* ENUNCIADO A *
Localize nos registros todas as linhas que contêm a palavra "photograph" e copie-as. Maiúsculas e minúsculas fazem diferença.

* TRECHO DO DOCUMENTO *

★ ★ ★ ★

Daí, evoluiu e foi muita coisa até ser só o que é hoje, incluindo ser coisa nenhuma. Os ícones da Arte Bizantina têm carácter sagrado e Ticiano (1473? – 1576) alimentou-se com as encomendas da igreja e de vaidosos endinheirados – ele e os outros. Hoje vemos arte onde estava “publicidade”, transmissão dum pensamento, instituição – obras encomendadas, como hoje aconteceu em salas de reunião de marketeers.

No Ocidente – esquecendo uns avôs e bisavôs –, tivemos o Clássico de Grécia e de Roma, Paleo-Românico, Românico, Gótico(s), Renascença(s), Neo-Clássico, Romantismo(s) e daí para cá pazadas de correntes.

★ ★ ★ ★

* DADOS ARMAZENADOS *
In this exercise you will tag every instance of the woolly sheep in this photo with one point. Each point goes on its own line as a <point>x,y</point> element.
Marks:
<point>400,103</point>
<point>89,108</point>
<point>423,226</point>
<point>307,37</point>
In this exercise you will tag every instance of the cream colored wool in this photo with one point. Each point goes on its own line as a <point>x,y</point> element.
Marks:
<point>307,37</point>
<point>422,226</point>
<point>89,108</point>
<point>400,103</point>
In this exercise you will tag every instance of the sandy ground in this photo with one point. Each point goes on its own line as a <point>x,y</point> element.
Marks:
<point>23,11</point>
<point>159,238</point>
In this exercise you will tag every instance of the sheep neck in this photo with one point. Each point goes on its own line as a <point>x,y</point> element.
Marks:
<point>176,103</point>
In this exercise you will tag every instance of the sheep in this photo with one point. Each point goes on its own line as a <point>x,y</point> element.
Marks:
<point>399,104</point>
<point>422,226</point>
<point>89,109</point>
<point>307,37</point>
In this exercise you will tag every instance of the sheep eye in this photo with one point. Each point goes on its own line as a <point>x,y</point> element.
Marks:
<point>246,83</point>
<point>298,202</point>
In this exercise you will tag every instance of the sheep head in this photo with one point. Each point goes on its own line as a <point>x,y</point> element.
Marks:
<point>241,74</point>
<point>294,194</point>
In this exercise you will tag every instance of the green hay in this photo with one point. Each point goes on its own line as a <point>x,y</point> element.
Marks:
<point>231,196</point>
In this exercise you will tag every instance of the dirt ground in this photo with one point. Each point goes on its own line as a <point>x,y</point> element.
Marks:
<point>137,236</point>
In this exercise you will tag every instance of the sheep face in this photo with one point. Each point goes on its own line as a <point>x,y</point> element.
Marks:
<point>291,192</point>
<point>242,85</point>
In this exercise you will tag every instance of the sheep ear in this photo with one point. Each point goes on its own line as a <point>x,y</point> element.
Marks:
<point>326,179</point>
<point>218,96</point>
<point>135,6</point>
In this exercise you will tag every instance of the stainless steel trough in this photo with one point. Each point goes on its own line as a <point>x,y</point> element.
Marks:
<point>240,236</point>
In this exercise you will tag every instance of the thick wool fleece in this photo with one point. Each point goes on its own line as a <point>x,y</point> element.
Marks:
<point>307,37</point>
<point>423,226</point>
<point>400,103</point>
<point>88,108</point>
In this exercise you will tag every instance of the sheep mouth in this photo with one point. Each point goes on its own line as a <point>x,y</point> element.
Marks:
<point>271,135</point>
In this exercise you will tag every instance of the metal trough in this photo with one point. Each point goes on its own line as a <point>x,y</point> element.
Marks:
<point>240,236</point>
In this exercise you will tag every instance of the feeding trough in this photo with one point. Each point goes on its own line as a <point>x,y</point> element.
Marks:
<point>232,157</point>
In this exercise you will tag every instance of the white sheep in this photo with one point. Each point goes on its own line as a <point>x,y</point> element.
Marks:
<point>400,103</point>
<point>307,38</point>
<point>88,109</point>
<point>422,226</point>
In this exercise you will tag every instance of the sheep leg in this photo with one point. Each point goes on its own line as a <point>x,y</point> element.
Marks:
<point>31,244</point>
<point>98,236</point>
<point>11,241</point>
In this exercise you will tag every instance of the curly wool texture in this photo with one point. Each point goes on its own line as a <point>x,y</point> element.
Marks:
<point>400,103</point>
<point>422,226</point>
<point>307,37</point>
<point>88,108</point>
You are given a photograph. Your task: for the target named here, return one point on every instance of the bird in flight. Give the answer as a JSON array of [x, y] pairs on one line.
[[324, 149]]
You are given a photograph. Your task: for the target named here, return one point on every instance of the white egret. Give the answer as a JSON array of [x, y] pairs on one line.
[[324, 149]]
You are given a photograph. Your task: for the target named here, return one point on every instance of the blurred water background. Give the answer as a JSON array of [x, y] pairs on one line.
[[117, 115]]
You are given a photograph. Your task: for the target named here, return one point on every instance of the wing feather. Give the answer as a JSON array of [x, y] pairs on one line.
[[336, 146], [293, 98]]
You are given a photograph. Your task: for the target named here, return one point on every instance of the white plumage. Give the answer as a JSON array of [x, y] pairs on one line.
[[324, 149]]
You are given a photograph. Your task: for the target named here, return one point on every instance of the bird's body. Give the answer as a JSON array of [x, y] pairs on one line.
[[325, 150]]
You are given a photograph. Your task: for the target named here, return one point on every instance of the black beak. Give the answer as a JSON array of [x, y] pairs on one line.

★ ★ ★ ★

* ENUNCIADO B *
Duplique do trecho sobre a história da arte tudo o que vai de "Daí, evoluiu e" até "reunião de marketeers.", sem alterar nada.

* SOLUÇÃO A *
You are given a photograph. Your task: for the target named here, return one point on every instance of the bird in flight. Give the answer as a JSON array of [x, y] pairs on one line.
You are given a photograph. Your task: for the target named here, return one point on every instance of the white egret. Give the answer as a JSON array of [x, y] pairs on one line.
You are given a photograph. Your task: for the target named here, return one point on every instance of the blurred water background. Give the answer as a JSON array of [x, y] pairs on one line.
You are given a photograph. Your task: for the target named here, return one point on every instance of the wing feather. Give the answer as a JSON array of [x, y] pairs on one line.
You are given a photograph. Your task: for the target named here, return one point on every instance of the white plumage. Give the answer as a JSON array of [x, y] pairs on one line.
You are given a photograph. Your task: for the target named here, return one point on every instance of the bird's body. Give the answer as a JSON array of [x, y] pairs on one line.
You are given a photograph. Your task: for the target named here, return one point on every instance of the black beak. Give the answer as a JSON array of [x, y] pairs on one line.

* SOLUÇÃO B *
Daí, evoluiu e foi muita coisa até ser só o que é hoje, incluindo ser coisa nenhuma. Os ícones da Arte Bizantina têm carácter sagrado e Ticiano (1473? – 1576) alimentou-se com as encomendas da igreja e de vaidosos endinheirados – ele e os outros. Hoje vemos arte onde estava “publicidade”, transmissão dum pensamento, instituição – obras encomendadas, como hoje aconteceu em salas de reunião de marketeers.